— begin INPUT FOR THIS TASK —

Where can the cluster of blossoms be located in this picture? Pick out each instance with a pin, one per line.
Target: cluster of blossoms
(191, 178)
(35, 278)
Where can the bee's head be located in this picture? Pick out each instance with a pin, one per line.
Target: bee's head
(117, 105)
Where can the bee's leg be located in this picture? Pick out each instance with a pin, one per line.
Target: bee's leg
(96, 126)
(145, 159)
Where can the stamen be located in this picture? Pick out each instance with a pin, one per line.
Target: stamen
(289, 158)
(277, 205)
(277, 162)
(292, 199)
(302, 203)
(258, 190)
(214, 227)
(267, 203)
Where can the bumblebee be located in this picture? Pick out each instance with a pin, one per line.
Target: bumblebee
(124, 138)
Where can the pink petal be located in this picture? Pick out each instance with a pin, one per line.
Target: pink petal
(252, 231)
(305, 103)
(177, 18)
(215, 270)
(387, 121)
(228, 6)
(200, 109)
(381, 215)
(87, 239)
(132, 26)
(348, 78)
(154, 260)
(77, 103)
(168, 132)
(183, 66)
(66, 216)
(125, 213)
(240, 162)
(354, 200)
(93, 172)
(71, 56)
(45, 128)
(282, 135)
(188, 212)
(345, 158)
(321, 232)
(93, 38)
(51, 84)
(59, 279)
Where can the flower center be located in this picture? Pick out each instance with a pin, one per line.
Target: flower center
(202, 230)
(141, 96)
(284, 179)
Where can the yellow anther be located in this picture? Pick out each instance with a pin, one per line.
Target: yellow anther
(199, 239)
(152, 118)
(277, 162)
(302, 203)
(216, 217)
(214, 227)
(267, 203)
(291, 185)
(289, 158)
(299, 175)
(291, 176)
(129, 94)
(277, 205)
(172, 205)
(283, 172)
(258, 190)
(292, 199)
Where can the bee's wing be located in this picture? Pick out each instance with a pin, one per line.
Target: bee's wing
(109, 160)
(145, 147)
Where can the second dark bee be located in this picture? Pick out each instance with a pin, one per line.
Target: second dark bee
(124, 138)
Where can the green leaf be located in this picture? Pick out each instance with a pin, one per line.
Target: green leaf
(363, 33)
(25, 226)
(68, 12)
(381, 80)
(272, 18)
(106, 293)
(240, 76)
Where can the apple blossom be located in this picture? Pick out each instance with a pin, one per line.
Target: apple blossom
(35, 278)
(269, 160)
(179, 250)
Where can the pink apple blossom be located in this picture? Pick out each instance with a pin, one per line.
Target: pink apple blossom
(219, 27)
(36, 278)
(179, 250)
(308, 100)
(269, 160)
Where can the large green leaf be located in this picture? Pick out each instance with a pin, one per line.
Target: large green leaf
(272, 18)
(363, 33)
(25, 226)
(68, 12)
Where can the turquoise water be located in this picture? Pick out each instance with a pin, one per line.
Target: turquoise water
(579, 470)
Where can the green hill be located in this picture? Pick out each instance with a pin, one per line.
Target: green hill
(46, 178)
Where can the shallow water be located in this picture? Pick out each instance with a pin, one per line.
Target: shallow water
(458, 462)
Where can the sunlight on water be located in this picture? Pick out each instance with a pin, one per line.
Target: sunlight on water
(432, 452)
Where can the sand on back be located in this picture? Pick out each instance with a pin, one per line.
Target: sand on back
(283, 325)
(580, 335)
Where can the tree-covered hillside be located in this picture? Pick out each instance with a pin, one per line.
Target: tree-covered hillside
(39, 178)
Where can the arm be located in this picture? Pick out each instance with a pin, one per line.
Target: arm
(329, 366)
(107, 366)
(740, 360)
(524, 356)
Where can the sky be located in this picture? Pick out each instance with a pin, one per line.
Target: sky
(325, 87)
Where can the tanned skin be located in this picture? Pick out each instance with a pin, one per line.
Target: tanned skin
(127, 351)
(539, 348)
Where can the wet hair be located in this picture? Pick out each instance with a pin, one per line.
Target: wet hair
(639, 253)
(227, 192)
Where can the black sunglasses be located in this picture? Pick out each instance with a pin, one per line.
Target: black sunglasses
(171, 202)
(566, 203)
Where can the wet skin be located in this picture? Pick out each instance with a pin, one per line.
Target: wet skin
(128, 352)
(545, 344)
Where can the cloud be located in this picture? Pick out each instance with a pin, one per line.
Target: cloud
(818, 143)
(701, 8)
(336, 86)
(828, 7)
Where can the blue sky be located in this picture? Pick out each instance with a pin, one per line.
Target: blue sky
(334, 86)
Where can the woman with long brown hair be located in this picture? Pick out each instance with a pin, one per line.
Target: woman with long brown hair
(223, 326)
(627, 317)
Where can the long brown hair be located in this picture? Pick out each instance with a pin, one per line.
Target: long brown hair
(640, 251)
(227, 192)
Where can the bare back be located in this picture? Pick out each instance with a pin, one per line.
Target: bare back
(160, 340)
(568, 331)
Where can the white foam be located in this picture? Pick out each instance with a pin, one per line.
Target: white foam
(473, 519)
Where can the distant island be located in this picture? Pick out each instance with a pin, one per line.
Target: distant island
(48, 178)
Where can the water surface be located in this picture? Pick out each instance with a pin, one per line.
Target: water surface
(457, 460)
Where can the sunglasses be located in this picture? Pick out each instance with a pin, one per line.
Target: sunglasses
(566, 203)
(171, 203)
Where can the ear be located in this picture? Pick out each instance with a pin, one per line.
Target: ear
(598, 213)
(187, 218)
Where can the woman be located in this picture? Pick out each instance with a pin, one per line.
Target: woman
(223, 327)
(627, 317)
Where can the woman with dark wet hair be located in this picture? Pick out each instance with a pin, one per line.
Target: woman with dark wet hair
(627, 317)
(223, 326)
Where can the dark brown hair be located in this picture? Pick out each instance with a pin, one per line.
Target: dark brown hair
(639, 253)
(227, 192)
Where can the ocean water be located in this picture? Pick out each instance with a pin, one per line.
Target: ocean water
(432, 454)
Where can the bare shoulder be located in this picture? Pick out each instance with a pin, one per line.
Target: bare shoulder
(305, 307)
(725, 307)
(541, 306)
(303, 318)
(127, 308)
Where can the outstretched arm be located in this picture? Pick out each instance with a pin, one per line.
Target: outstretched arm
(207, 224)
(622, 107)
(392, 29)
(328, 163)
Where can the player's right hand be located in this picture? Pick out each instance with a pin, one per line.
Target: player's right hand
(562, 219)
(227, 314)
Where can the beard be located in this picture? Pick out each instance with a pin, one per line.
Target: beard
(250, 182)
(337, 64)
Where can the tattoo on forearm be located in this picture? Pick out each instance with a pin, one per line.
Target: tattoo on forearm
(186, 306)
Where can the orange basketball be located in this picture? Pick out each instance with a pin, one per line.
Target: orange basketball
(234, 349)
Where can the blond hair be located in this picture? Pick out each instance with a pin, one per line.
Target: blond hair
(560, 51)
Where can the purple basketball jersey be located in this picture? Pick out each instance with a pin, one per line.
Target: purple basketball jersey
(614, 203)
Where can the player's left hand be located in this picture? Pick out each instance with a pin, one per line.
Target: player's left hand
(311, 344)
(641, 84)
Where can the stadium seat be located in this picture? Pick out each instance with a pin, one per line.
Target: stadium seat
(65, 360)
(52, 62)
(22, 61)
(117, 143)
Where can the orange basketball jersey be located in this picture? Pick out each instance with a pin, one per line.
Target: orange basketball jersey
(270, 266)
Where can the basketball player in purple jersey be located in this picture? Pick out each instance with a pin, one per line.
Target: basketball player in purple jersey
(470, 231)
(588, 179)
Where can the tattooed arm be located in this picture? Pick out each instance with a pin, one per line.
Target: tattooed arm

— end INPUT FOR THIS TASK —

> **PROBLEM DESCRIPTION**:
Return exactly the lines from the one containing "Where can the tattoo on" through the last line of the records above, both included, and nothing else.

> **EXPECTED ANSWER**:
Where can the tattoo on forearm be located in this picture? Pick out each instance with a pin, one per line.
Target: tattoo on forearm
(186, 306)
Where can the orange basketball be located in this picture? Pick out each instance with a pin, one per line.
Target: orange basketball
(234, 349)
Where can the blond hair be located in this picture? Pick out each instance with a pin, one per line.
Target: blond hair
(560, 51)
Where can the purple basketball jersey be located in this picture? Pick out each instance with a pin, one per line.
Target: purple basketball jersey
(614, 203)
Where can the player's left hand be located in this picture? Pick out each instance with a pin, one per line.
Target: player's left hand
(311, 344)
(641, 84)
Where can the stadium seat be located in this picture? Pick out each instance with a pin, one per line.
Target: stadium seat
(65, 360)
(52, 62)
(22, 61)
(117, 143)
Where can the orange basketball jersey be located in this picture? Pick out each instance with a pin, one per line.
Target: orange basketball jersey
(270, 266)
Where can the basketball player in purple jersey be located in this picture? Pick out each instance with a pin, one per line.
Target: basketball player in purple jersey
(470, 231)
(588, 179)
Where can the tattooed arm be located in this picture? Pick out each instance with a pin, one per line.
Target: tattooed arm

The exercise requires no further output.